Could you continue the review of the 1968 television adaptation of The Odyssey, picking up right after its final sentence?

[DOCUMENT]
-=-=-=-=-

Odissea/L’Odissea/The Odyssey (1968)

Odissea/L’Odissea/The Odyssey (1968)‘You will be devoured last after I have eaten up all of your fellows.’

At the end of the Trojan War, the warrior Odysseus sets out on the journey back home to Ithaca. But he was angered certain of the Gods and the path is beset with mythological beasts, traps and sorceries. During the ten years that pass, his wife Penelope remains faithful, but she is surrounded by young princes who demand that she take one of them as her husband and new King…

Epic, almost seven-hour adaptation of Homer’s famous poem, made for Italian television by producer Dino De Laurentiis and director Franco Rossi. De Laurentiis had also been responsible for the feature version ‘Ulysses’ (1954) with Kirk Douglas but had always been unhappy with the compromises necessary to bring the story down to feature-length. This Italian-French-German co-production, however, delivers almost the entire tale intact.

It’s been a hard 20 years for Queen Penelope of Ithaca (Irene Papas). Not only did husband Odysseus (Bekim Fehmiu) fight in the decade-long siege of Troy, it’s now ten years later, and he still hasn’t returned. The royal court is filled with young nobles who are eating her out of house and home and demanding that she takes one of them to fill the vacant throne. Her son Telemachus (the excellent Renaud Verley) can do nothing but suffer the insults heaped on him by the prospective grooms, led by the insufferably arrogant Antinous (Constantin Nepo, aka Constantin Andrieu).

Odissea/L’Odissea/The Odyssey (1968)

‘Your dinner is in the bin.’

The frustrated Verley is persuaded by the goddess Athena to look for his father. So he hits the road to visit Troy veterans Nestor (Jaspar von Oertzen) and Menalus (Fausto Tozzi). Neither can give him any information, but Tozzi’s wife Helen (Scilla Gabel) tells of how Fehmiu scaled the walls of Troy alone to find her. Meanwhile, the man in question has washed up on the coast of Phaeacia. Thanks to the help of the young Princess Nausicaa (Barbara Gregorini) he’s been received at court by King Alcinioo (Roy Purcell) and Queen Arete (Marina Berti). After initially keeping his identity a secret, he reveals himself and begins relating the stories of his adventures.

It’s here that the most famous part of the poem begins, of course. Fehmiu has already told the smitten Gregorini about his seven years spent in the arms of goddess Calypso (Kyra Bester), so he begins with his crew’s temptation by the Lotus Eaters and goes on to their encounter with the Cyclops, Polyphemus (Samson Burke). This sequence was directed by horror maestro Mario Bava, and some sources claim that Bava also worked on the same scenes in ‘Ulysses’ (1954). However, others suggest there is no evidence for this assertion. Either way, it makes perfect sense for De Laurentiis to bring Bava on board, though, given his legendary ability with optical trickery and practical SFX.

-=-=-=-=-

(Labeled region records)
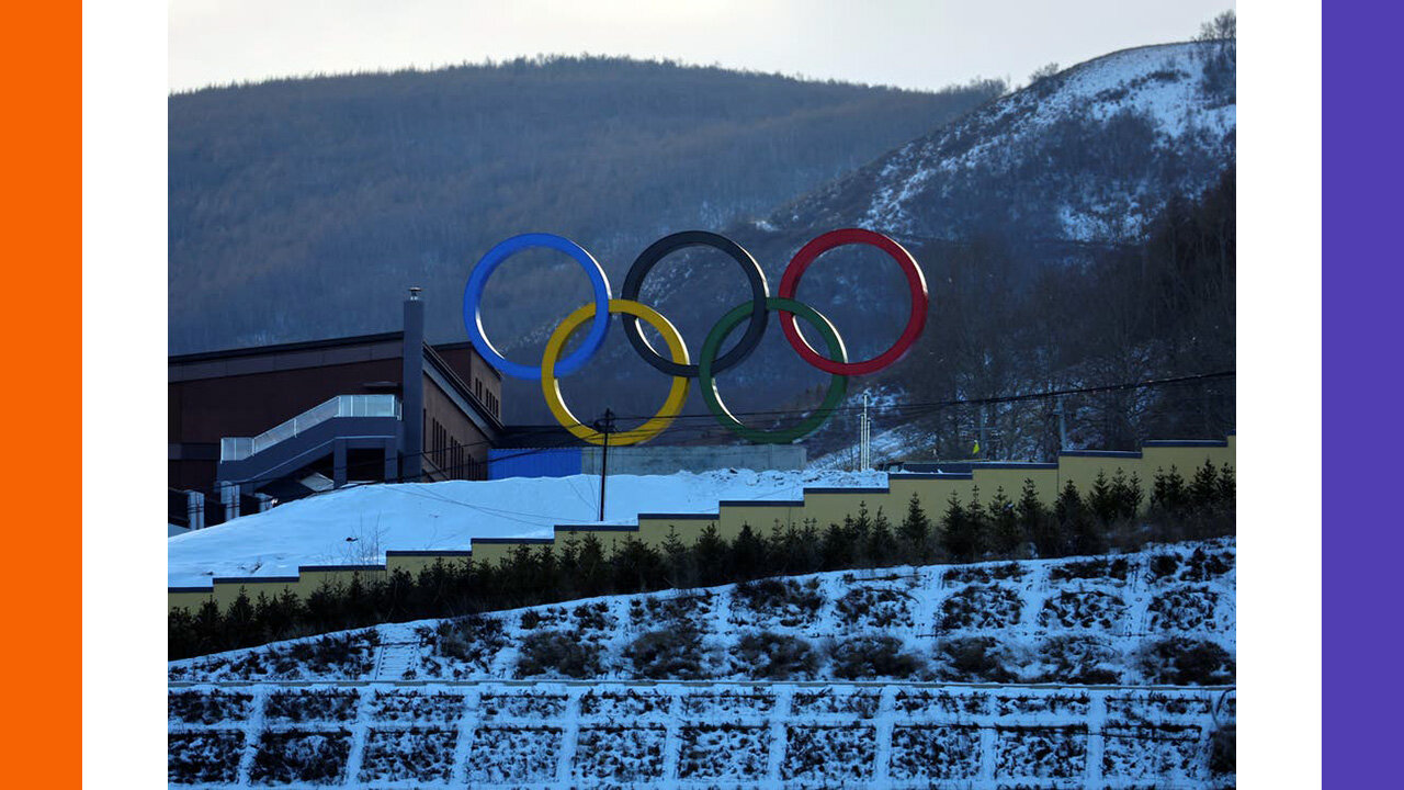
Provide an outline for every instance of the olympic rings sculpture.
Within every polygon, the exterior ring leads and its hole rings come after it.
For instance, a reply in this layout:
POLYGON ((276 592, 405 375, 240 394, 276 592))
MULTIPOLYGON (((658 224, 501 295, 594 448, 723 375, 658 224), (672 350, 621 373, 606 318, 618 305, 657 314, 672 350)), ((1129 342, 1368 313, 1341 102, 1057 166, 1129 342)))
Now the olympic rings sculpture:
POLYGON ((649 441, 667 430, 667 427, 673 425, 673 420, 682 413, 682 406, 688 398, 688 382, 692 378, 696 378, 701 384, 702 399, 706 401, 708 409, 726 429, 750 441, 762 444, 788 444, 810 434, 819 429, 819 426, 824 425, 834 409, 844 401, 848 391, 848 377, 866 375, 883 370, 900 360, 901 356, 911 349, 911 346, 917 342, 917 337, 921 336, 922 329, 925 329, 928 302, 929 297, 927 295, 925 274, 922 274, 921 266, 917 264, 917 260, 911 256, 911 253, 882 233, 859 228, 830 231, 828 233, 823 233, 800 247, 800 250, 795 253, 795 257, 790 259, 789 266, 781 277, 779 294, 776 297, 769 294, 765 273, 761 271, 760 264, 755 263, 751 253, 746 252, 741 245, 737 245, 726 236, 706 231, 685 231, 681 233, 673 233, 671 236, 658 239, 639 254, 639 257, 633 261, 633 266, 629 268, 629 273, 625 276, 623 294, 618 299, 611 294, 609 280, 605 277, 605 271, 600 266, 600 261, 585 252, 584 247, 552 233, 524 233, 512 236, 511 239, 507 239, 487 250, 487 254, 484 254, 482 260, 477 261, 477 266, 473 267, 473 271, 468 278, 468 285, 463 288, 463 326, 468 329, 468 336, 472 339, 473 346, 477 347, 479 353, 482 353, 483 357, 500 371, 515 378, 541 381, 546 406, 550 408, 550 413, 556 417, 556 422, 559 422, 571 434, 590 444, 604 444, 607 441, 607 436, 592 427, 581 425, 580 420, 576 419, 576 416, 570 412, 570 406, 566 405, 566 401, 560 394, 559 380, 573 373, 578 373, 595 354, 595 351, 600 350, 605 342, 605 335, 609 330, 611 315, 621 316, 625 337, 629 339, 629 344, 633 346, 635 351, 637 351, 646 363, 657 368, 660 373, 671 377, 673 382, 668 389, 667 399, 653 417, 636 429, 609 433, 609 444, 639 444, 649 441), (911 294, 911 313, 908 315, 907 325, 903 328, 897 342, 893 343, 886 351, 870 360, 849 361, 848 351, 844 349, 844 340, 838 335, 838 330, 834 329, 834 325, 817 309, 796 301, 795 298, 795 294, 799 290, 800 278, 804 277, 810 264, 813 264, 820 254, 844 245, 868 245, 887 253, 887 256, 901 267, 903 274, 907 278, 907 288, 911 294), (550 335, 550 339, 546 342, 546 351, 542 354, 541 365, 538 367, 514 363, 498 353, 491 340, 487 339, 482 320, 482 299, 483 290, 487 287, 487 278, 491 277, 493 273, 507 261, 507 259, 532 247, 553 249, 570 256, 577 264, 580 264, 580 268, 584 270, 585 277, 590 278, 591 290, 594 291, 594 301, 566 316, 566 319, 560 322, 556 330, 550 335), (637 301, 640 292, 643 291, 643 281, 653 267, 668 254, 687 247, 712 247, 726 253, 737 263, 737 266, 741 267, 741 273, 746 274, 746 278, 751 285, 751 299, 736 305, 716 322, 706 339, 702 342, 701 356, 696 361, 692 361, 692 357, 688 354, 687 343, 682 340, 682 335, 677 330, 677 328, 673 326, 667 318, 658 313, 658 311, 637 301), (726 408, 726 403, 717 392, 716 377, 722 371, 740 364, 751 354, 751 351, 755 350, 761 342, 761 336, 765 335, 765 328, 769 322, 769 313, 772 311, 779 313, 781 330, 785 333, 786 340, 789 340, 789 344, 795 349, 800 358, 810 365, 828 373, 831 380, 828 391, 824 394, 824 401, 809 417, 790 427, 758 430, 741 423, 741 420, 736 419, 730 409, 726 408), (814 347, 804 340, 804 336, 799 332, 799 325, 795 322, 796 318, 803 319, 819 332, 827 346, 827 354, 814 350, 814 347), (746 326, 746 333, 741 335, 741 339, 736 343, 736 346, 733 346, 730 351, 717 356, 726 339, 730 337, 736 328, 747 319, 748 323, 746 326), (643 336, 643 330, 639 328, 640 320, 656 329, 658 335, 663 336, 663 342, 667 346, 667 356, 660 354, 643 336), (578 349, 562 358, 566 340, 587 322, 590 323, 590 329, 585 333, 584 342, 578 349))

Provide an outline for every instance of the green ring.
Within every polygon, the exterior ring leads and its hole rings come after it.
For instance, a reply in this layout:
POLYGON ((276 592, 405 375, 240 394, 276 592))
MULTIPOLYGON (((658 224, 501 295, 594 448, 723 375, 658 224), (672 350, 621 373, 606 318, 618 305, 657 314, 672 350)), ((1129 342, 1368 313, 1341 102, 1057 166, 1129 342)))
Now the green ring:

-=-=-=-=-

[TASK ANSWER]
Odissea/L’Odissea/The Odyssey (1968)

🎵So let them say your hair’s too long… 🎶

And Bava does not disappoint, delivering a substantial sequence that proves to be the highlight of the series. The scale of the giant’s cave is achieved with a combination of matte paintings and perfect camera positioning, aided by appropriately oversized props. Forced perspective and high angles emphasise the creature’s size and some quick cuts with a giant hand (very reminiscent of a couple of the same moments in ‘Ulysses’ (1954)) only serve to further the illusion, rather than dispel it. It’s a technical tour de force, assisted by the excellent performances of the cast and Carlo Rambaldi’s work on the monster’s face, although the latter has dated a little.

The rest of Fehmiu’s tale is more of a mixed bag in terms of filmmaking quality. The only major misstep is his visit to ‘keeper of the winds’ Aeolus (Vladimir Leib). Up until this point, the costume department has delivered flawless work, but here something went badly wrong. Leib and his entourage are saddled with silver Afro fright wigs and matching clothing. They look more like refugees from an Italian science-fiction picture of the period. It’s also worth noting that the six-headed Scylla and the whirlpool Charybdis are omitted entirely; probably due to the technical difficulties of bringing them to the screen in a convincing way. However, on the bright side, we get a very memorable Circe, courtesy of the strikingly beautiful Juliette Mayniel.

Odissea/L’Odissea/The Odyssey (1968)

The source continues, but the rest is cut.